▶ Written problem
Please convert the entries into a numbered list, starting with the line that contains "Q: For each instance of the dolphin in" and stopping after the line that contains "x=191, y=290". Include only those lines, and leave out any blank ones.

○ ○ ○ ○ ○

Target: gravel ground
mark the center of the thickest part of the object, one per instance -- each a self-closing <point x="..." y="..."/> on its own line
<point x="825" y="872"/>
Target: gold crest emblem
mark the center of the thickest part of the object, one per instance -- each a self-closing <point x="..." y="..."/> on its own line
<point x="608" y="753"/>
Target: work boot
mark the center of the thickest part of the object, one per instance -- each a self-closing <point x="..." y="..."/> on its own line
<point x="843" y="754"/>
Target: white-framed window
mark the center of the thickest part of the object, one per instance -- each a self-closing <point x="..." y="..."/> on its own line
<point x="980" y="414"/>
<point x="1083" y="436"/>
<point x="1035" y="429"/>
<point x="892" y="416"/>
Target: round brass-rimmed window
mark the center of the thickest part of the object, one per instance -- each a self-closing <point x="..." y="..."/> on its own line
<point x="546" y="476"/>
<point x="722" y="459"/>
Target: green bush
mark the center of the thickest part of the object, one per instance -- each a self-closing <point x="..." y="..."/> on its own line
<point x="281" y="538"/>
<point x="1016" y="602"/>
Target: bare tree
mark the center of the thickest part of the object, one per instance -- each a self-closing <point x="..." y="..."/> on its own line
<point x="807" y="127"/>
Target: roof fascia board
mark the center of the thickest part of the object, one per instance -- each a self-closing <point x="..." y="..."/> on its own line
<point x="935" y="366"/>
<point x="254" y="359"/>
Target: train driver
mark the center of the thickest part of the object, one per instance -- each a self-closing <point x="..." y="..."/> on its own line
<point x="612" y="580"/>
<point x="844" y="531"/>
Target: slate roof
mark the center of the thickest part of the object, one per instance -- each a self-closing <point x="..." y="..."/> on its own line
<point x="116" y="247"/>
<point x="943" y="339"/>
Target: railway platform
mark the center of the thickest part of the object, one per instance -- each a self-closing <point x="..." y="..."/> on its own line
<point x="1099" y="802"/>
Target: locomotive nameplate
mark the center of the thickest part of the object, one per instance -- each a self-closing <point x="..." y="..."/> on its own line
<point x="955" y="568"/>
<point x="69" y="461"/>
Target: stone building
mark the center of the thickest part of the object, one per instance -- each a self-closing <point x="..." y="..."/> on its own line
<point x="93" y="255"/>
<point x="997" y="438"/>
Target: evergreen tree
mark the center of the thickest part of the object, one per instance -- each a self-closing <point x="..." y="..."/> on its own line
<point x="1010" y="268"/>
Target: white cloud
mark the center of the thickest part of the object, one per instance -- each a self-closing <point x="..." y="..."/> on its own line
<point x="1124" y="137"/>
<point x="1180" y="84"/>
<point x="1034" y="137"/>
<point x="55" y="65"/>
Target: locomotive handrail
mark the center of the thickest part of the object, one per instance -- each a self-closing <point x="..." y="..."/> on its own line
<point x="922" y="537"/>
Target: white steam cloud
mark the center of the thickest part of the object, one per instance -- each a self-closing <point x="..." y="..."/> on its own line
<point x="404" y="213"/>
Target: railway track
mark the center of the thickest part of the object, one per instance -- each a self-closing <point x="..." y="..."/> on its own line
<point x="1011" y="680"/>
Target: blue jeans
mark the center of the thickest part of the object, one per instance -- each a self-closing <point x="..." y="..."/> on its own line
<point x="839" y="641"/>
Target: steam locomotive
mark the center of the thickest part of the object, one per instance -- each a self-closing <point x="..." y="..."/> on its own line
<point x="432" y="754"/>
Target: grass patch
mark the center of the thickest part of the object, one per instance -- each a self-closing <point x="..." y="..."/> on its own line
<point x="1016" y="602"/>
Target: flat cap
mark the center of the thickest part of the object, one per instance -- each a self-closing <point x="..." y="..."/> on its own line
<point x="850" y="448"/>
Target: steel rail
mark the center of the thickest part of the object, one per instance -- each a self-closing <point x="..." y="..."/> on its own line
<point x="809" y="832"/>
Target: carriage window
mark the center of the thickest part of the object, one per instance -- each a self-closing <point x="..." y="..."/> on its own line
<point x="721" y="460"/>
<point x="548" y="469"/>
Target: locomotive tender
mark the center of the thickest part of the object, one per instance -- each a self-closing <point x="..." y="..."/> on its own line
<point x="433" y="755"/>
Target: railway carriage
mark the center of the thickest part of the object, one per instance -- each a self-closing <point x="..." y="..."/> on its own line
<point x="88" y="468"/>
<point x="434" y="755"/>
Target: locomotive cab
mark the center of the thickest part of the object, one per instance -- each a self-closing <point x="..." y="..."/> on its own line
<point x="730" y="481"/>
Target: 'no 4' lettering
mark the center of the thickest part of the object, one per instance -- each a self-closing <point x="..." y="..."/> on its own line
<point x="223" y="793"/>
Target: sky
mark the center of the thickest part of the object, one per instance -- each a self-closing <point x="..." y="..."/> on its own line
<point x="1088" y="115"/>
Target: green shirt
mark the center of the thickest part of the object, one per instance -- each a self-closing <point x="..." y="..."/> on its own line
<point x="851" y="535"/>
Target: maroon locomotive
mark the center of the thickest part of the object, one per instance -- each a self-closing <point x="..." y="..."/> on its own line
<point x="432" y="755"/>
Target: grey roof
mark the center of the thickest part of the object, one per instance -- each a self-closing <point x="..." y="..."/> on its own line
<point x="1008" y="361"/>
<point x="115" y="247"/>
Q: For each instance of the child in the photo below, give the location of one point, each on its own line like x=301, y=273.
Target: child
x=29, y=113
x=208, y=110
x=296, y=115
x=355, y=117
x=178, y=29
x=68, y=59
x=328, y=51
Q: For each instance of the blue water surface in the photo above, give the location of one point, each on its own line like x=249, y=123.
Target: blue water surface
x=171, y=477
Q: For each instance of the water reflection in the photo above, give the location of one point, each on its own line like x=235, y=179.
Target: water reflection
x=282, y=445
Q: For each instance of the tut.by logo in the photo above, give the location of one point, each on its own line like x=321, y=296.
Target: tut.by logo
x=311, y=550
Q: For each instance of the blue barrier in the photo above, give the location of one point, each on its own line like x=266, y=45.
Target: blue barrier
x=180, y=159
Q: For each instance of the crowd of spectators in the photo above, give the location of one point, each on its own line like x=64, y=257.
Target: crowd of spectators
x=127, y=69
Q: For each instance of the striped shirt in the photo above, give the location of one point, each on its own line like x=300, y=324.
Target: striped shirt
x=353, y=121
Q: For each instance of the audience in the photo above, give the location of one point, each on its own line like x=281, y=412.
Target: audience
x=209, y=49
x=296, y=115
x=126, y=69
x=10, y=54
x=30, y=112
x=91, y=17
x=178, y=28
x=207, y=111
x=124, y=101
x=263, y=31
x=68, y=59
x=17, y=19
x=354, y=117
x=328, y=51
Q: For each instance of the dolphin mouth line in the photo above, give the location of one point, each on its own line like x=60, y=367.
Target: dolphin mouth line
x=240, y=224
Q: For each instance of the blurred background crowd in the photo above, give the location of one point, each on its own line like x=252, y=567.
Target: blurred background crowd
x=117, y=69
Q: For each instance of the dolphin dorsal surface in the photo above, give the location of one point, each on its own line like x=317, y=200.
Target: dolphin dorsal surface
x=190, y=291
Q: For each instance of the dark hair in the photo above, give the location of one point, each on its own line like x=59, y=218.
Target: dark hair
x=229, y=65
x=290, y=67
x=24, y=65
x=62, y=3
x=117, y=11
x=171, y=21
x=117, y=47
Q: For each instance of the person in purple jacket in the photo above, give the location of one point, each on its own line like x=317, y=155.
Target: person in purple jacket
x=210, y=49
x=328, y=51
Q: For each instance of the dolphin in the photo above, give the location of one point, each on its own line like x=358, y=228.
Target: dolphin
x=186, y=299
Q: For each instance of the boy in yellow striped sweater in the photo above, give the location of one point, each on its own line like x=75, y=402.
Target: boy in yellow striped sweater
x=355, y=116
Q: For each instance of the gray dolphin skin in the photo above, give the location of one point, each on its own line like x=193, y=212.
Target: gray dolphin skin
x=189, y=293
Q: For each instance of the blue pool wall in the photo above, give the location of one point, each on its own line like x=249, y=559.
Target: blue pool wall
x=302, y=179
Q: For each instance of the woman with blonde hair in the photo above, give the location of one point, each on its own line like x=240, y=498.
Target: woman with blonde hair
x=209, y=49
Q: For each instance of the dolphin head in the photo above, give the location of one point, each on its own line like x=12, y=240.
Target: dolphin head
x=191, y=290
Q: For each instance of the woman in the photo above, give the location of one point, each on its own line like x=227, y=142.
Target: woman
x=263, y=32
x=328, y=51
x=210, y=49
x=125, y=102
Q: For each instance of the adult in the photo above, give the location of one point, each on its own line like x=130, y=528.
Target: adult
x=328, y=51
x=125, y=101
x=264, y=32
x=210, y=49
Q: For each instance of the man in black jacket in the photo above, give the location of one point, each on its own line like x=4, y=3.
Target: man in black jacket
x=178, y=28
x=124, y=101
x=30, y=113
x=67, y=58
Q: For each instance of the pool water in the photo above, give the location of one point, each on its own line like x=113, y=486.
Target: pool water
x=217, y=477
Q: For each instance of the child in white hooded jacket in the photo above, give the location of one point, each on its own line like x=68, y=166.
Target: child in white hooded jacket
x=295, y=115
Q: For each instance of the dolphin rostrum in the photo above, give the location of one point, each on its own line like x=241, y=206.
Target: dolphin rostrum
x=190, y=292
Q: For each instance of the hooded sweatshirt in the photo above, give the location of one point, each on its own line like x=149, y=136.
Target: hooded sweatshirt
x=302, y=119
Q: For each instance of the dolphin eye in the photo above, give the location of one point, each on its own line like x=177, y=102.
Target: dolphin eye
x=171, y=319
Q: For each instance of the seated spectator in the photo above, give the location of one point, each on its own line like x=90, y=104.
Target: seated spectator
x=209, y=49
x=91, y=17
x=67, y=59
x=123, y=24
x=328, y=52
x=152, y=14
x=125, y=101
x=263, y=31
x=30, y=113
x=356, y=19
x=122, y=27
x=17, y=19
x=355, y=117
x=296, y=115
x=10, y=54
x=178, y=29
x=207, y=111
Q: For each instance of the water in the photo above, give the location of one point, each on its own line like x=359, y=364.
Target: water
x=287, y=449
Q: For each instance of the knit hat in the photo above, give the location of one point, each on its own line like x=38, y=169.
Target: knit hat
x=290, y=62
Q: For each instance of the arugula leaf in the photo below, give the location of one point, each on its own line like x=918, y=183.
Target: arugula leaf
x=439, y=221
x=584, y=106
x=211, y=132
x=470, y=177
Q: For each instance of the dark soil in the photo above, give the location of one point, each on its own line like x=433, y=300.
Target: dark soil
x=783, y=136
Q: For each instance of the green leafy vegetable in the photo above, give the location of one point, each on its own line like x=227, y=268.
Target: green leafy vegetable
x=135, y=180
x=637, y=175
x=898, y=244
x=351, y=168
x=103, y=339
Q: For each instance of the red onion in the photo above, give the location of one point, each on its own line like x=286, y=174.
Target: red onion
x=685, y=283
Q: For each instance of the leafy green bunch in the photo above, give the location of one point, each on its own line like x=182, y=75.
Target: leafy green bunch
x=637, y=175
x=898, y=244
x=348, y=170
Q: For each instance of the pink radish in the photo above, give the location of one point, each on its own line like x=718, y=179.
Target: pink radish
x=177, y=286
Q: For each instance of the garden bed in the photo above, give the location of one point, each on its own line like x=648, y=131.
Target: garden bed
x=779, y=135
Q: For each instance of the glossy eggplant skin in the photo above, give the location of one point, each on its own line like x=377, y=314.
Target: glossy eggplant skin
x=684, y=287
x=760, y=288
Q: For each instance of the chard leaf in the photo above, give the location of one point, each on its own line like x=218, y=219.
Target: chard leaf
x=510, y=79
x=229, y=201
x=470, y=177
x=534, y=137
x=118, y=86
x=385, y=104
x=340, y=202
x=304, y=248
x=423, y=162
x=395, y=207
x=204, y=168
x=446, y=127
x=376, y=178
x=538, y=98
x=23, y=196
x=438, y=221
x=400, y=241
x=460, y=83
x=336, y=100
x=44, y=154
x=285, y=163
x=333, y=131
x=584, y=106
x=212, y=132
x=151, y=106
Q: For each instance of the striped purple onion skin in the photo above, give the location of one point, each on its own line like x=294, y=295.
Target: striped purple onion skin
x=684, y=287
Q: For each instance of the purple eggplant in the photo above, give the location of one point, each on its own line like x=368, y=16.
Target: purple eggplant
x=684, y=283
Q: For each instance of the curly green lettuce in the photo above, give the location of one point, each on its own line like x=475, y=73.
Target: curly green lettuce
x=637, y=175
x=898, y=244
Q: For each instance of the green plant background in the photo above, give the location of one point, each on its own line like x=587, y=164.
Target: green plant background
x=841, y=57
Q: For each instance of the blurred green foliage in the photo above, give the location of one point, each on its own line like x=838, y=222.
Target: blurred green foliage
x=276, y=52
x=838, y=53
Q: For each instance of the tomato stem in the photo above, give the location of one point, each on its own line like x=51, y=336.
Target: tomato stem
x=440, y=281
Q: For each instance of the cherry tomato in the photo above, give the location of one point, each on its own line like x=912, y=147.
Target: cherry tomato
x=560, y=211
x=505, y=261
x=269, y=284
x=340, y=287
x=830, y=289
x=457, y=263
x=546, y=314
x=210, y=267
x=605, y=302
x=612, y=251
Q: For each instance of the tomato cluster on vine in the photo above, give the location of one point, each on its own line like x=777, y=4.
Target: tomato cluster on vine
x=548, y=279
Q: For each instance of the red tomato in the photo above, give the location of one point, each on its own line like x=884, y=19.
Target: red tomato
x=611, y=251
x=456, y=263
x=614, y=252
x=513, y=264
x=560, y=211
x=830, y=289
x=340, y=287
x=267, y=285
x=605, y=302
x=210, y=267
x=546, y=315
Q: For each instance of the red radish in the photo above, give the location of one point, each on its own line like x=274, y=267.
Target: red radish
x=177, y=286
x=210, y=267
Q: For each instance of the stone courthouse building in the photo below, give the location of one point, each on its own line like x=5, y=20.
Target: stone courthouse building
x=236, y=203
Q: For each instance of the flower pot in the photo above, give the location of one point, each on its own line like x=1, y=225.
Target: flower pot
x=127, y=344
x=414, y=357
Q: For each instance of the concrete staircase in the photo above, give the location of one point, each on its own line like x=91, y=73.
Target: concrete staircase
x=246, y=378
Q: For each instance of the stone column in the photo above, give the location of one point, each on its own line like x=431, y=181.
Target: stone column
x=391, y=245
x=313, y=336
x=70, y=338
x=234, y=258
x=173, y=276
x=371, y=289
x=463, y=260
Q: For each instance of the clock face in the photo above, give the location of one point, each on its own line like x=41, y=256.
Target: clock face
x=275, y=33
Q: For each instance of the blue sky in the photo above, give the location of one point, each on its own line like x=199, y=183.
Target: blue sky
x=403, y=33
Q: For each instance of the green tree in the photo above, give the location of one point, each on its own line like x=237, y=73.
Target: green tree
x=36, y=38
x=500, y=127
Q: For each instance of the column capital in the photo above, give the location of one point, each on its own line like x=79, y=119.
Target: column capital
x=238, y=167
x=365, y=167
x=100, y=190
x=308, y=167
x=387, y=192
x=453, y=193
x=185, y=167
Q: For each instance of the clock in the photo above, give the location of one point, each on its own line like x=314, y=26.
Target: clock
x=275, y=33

○ ○ ○ ○ ○

▶ Result of this exercise
1. Q: For each instance of the dolphin in the photo above, give the location of one point, each on its own line like x=358, y=228.
2. Target: dolphin
3. x=186, y=299
4. Q: For each instance of the boy in yellow striped sweater in the photo above, give the location of one point, each on its own line like x=75, y=402.
5. Target: boy in yellow striped sweater
6. x=355, y=116
7. Q: For each instance of the gray dolphin skin in the photo above, give the location of one point, each on its own line like x=193, y=212.
8. Target: gray dolphin skin
9. x=189, y=293
10. Q: For each instance of the blue pool wall in the photo above, give the location of one point, each on its own line like x=249, y=559.
11. Target: blue pool wall
12. x=302, y=179
13. Q: For each instance of the woman with blonde hair in the photo above, give the location of one point, each on its own line like x=240, y=498.
14. Target: woman with blonde hair
15. x=209, y=49
16. Q: For each instance of the dolphin head in the photo above, give the location of one point, each on its own line like x=12, y=240.
17. Target: dolphin head
18. x=191, y=290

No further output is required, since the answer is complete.